== Your task ==
Your task is to retype every entry exactly while omitting the pictures.

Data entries
▬▬▬

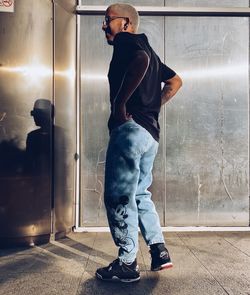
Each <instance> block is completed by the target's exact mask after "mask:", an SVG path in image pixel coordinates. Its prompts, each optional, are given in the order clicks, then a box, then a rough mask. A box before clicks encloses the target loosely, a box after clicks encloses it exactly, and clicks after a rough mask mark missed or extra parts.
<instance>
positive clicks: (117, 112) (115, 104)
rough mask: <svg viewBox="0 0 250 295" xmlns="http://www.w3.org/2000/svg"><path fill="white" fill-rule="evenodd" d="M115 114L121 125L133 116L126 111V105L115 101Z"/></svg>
mask: <svg viewBox="0 0 250 295" xmlns="http://www.w3.org/2000/svg"><path fill="white" fill-rule="evenodd" d="M113 116H114V118H115V120H116V121H117V123H119V124H120V125H121V124H123V123H125V122H127V121H128V120H130V119H131V118H132V115H130V114H128V113H127V111H126V105H125V104H122V103H119V104H118V103H116V102H114V105H113Z"/></svg>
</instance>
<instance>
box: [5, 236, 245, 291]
mask: <svg viewBox="0 0 250 295" xmlns="http://www.w3.org/2000/svg"><path fill="white" fill-rule="evenodd" d="M165 236H166V241H167V245H168V249H169V251H170V254H171V257H172V260H173V263H174V267H173V268H172V269H169V270H164V271H162V272H154V273H153V272H151V271H150V270H149V269H150V256H149V253H148V248H147V246H146V245H145V243H144V241H143V239H142V238H141V237H140V251H139V253H138V263H139V266H140V269H141V281H140V282H137V283H133V284H122V283H110V282H109V283H107V282H102V281H99V280H96V279H95V276H94V274H95V270H96V268H98V267H100V266H106V265H108V264H109V263H110V262H111V261H112V260H114V259H115V258H116V253H117V250H116V247H115V246H114V245H113V242H112V240H111V236H110V234H109V233H72V234H69V235H68V236H67V238H65V239H62V240H59V241H55V242H51V243H49V244H46V245H42V246H35V247H32V248H16V249H7V250H6V249H5V250H0V294H1V295H13V294H16V295H29V294H38V295H42V294H46V295H47V294H49V295H52V294H60V295H64V294H65V295H66V294H67V295H73V294H74V295H80V294H82V295H83V294H84V295H88V294H93V295H98V294H102V295H105V294H109V295H111V294H119V295H120V294H121V295H122V294H124V295H129V294H133V295H136V294H154V295H158V294H159V295H163V294H169V295H175V294H176V295H177V294H178V295H182V294H183V295H189V294H190V295H191V294H192V295H199V294H201V295H209V294H218V295H223V294H230V295H238V294H244V295H250V233H249V232H238V233H229V232H218V233H215V232H212V233H211V232H210V233H208V232H200V233H199V232H195V233H188V232H185V233H179V232H178V233H165Z"/></svg>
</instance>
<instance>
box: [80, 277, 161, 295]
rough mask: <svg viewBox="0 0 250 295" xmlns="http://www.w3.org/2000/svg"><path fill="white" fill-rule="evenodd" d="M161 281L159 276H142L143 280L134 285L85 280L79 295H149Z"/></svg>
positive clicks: (91, 280) (131, 284) (83, 282)
mask: <svg viewBox="0 0 250 295" xmlns="http://www.w3.org/2000/svg"><path fill="white" fill-rule="evenodd" d="M158 281H159V274H156V275H154V276H152V277H149V276H147V275H146V274H143V273H142V274H141V280H140V281H138V282H134V283H129V284H128V283H121V282H104V281H100V280H97V279H95V278H90V279H87V280H84V281H83V282H82V283H81V284H80V286H79V289H78V292H77V294H78V295H92V294H95V295H99V294H100V295H106V294H107V295H112V294H114V295H118V294H119V295H145V294H147V295H149V294H153V290H154V289H155V287H156V286H157V283H158Z"/></svg>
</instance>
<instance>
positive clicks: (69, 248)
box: [52, 241, 89, 259]
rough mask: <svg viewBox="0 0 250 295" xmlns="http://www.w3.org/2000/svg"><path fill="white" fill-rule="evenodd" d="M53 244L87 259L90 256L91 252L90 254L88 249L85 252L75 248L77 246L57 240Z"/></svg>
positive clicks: (63, 249)
mask: <svg viewBox="0 0 250 295" xmlns="http://www.w3.org/2000/svg"><path fill="white" fill-rule="evenodd" d="M52 244H53V245H55V246H57V247H59V248H61V249H63V250H66V251H68V252H70V253H71V254H72V255H77V256H80V257H83V258H85V259H87V258H88V256H89V254H88V252H87V251H86V252H85V251H84V252H83V251H80V250H78V249H75V248H73V247H70V246H68V245H65V244H61V243H59V242H56V241H55V242H53V243H52ZM62 245H63V246H62ZM69 259H72V258H69Z"/></svg>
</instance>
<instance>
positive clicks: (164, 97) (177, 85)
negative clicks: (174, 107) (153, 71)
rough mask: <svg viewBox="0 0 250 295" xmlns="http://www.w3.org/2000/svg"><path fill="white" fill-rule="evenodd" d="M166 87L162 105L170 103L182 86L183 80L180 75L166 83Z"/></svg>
mask: <svg viewBox="0 0 250 295" xmlns="http://www.w3.org/2000/svg"><path fill="white" fill-rule="evenodd" d="M164 83H165V85H164V87H163V89H162V92H161V105H164V104H165V103H166V102H168V101H169V100H170V99H171V98H172V97H173V96H174V95H175V94H176V92H177V91H178V90H179V89H180V87H181V86H182V80H181V78H180V77H179V76H178V75H175V76H174V77H173V78H171V79H169V80H166V81H164Z"/></svg>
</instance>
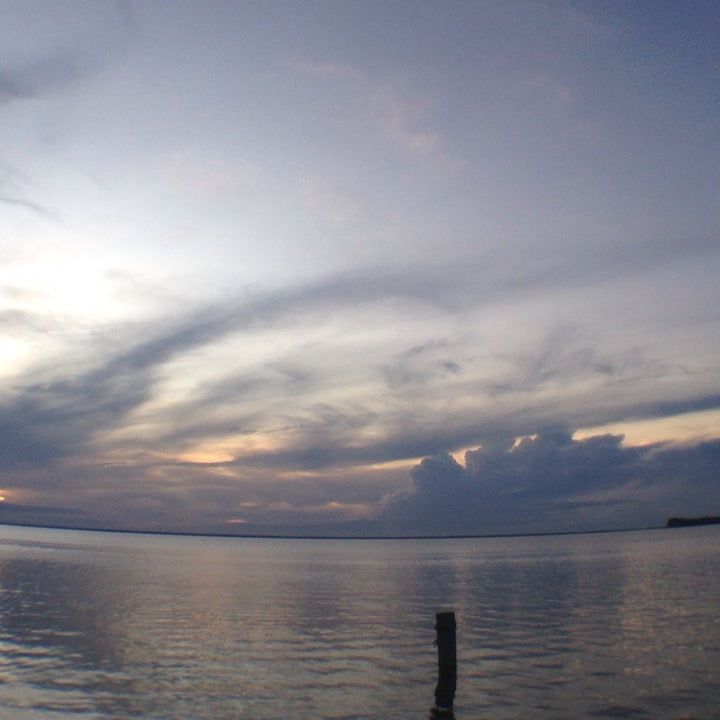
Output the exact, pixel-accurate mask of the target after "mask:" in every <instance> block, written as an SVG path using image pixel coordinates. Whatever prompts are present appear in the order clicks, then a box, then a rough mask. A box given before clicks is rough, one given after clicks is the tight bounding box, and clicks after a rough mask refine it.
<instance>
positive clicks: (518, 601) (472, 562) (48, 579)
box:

▬▬▬

== Exercise output ==
Each <instance> block is completed by the target's exact mask after "mask:", an SVG path in image pixel coordinates. Its prompts, each optional, are given in the order clicks, then a box, then a rough mask. A box before clicks encloses the target loosely, a box after clicks encloses it exactly, and clicks after a rough mask mark missed or extra parts.
<instance>
positive clicks: (117, 112) (115, 104)
rough mask: <svg viewBox="0 0 250 295" xmlns="http://www.w3.org/2000/svg"><path fill="white" fill-rule="evenodd" d="M115 114L121 125L133 116L126 111V105L115 101Z"/></svg>
mask: <svg viewBox="0 0 250 295" xmlns="http://www.w3.org/2000/svg"><path fill="white" fill-rule="evenodd" d="M113 116H114V118H115V120H116V121H117V123H119V124H120V125H121V124H123V123H125V122H127V121H128V120H130V119H131V118H132V115H130V114H128V113H127V111H126V105H125V104H122V103H119V104H118V103H116V102H114V105H113Z"/></svg>
</instance>
<instance>
box: [5, 236, 245, 291]
mask: <svg viewBox="0 0 250 295" xmlns="http://www.w3.org/2000/svg"><path fill="white" fill-rule="evenodd" d="M165 236H166V241H167V245H168V249H169V251H170V254H171V257H172V260H173V263H174V267H173V268H172V269H169V270H164V271H162V272H154V273H153V272H151V271H150V270H149V269H150V256H149V253H148V248H147V246H146V245H145V243H144V241H143V239H142V238H141V237H140V251H139V253H138V263H139V266H140V269H141V281H140V282H137V283H133V284H122V283H110V282H109V283H107V282H102V281H99V280H96V279H95V276H94V274H95V270H96V268H98V267H100V266H106V265H108V264H109V263H110V262H111V261H112V260H114V259H115V258H116V253H117V250H116V247H115V246H114V245H113V242H112V240H111V236H110V234H109V233H72V234H69V235H68V236H67V238H65V239H62V240H59V241H55V242H51V243H49V244H46V245H42V246H35V247H32V248H16V249H7V250H6V249H5V250H0V294H1V295H13V294H16V295H29V294H38V295H42V294H46V295H47V294H49V295H52V294H60V295H64V294H65V295H66V294H67V295H73V294H74V295H80V294H82V295H83V294H84V295H88V294H93V295H98V294H102V295H105V294H109V295H111V294H119V295H120V294H121V295H122V294H124V295H129V294H133V295H136V294H154V295H158V294H159V295H163V294H169V295H175V294H176V295H177V294H178V295H182V294H183V295H189V294H190V295H191V294H192V295H199V294H201V295H209V294H218V295H223V294H230V295H238V294H244V295H250V233H249V232H238V233H229V232H218V233H215V232H212V233H211V232H210V233H208V232H200V233H199V232H195V233H188V232H185V233H179V232H178V233H165Z"/></svg>
</instance>
<instance>
box: [80, 277, 161, 295]
rough mask: <svg viewBox="0 0 250 295" xmlns="http://www.w3.org/2000/svg"><path fill="white" fill-rule="evenodd" d="M161 281L159 276H142L143 280L134 285L85 280L79 295H149Z"/></svg>
positive clicks: (91, 280) (131, 284) (83, 282)
mask: <svg viewBox="0 0 250 295" xmlns="http://www.w3.org/2000/svg"><path fill="white" fill-rule="evenodd" d="M158 281H159V274H156V275H154V276H152V277H149V276H147V275H146V274H143V273H142V274H141V280H140V281H138V282H134V283H129V284H128V283H121V282H104V281H100V280H97V279H95V278H90V279H87V280H84V281H83V282H82V283H81V284H80V286H79V289H78V292H77V294H78V295H92V294H95V295H99V294H100V295H106V294H107V295H112V294H114V295H118V294H119V295H145V294H147V295H149V294H153V290H154V289H155V287H156V286H157V283H158Z"/></svg>
</instance>
<instance>
positive clicks: (69, 248)
box: [52, 241, 89, 259]
rough mask: <svg viewBox="0 0 250 295" xmlns="http://www.w3.org/2000/svg"><path fill="white" fill-rule="evenodd" d="M53 244L87 259L90 256L91 252L90 254L88 249L85 252L75 248L77 246L57 240Z"/></svg>
positive clicks: (63, 249)
mask: <svg viewBox="0 0 250 295" xmlns="http://www.w3.org/2000/svg"><path fill="white" fill-rule="evenodd" d="M52 244H53V245H55V246H57V247H59V248H61V249H63V250H66V251H68V252H70V253H71V254H72V255H77V256H80V257H83V258H85V259H87V258H88V256H89V254H88V252H87V251H86V252H85V251H84V252H83V251H80V250H78V249H75V248H73V247H70V246H68V245H65V244H61V243H59V242H56V241H55V242H53V243H52ZM62 245H63V246H62ZM69 259H72V258H69Z"/></svg>
</instance>
<instance>
positive clicks: (164, 97) (177, 85)
negative clicks: (174, 107) (153, 71)
rough mask: <svg viewBox="0 0 250 295" xmlns="http://www.w3.org/2000/svg"><path fill="white" fill-rule="evenodd" d="M166 87L162 105L170 103L182 86L183 80L180 75L166 83Z"/></svg>
mask: <svg viewBox="0 0 250 295" xmlns="http://www.w3.org/2000/svg"><path fill="white" fill-rule="evenodd" d="M164 83H165V85H164V87H163V89H162V92H161V105H164V104H165V103H166V102H168V101H169V100H170V99H171V98H172V97H173V96H174V95H175V94H176V92H177V91H178V90H179V89H180V87H181V86H182V80H181V78H180V77H179V76H178V75H175V76H174V77H173V78H171V79H169V80H166V81H164Z"/></svg>
</instance>
Output the exact, pixel-accurate mask of the target after "mask:" in every <instance> block, written as an SVG path using image pixel coordinates. Whatever prompts are present appear in the order clicks, then a box, then a rough mask. A box given before clicks is rough, one given after clicks is the tight bounding box, and clicks after a rough mask refine it.
<instance>
positive clicks: (518, 601) (472, 562) (48, 579)
box:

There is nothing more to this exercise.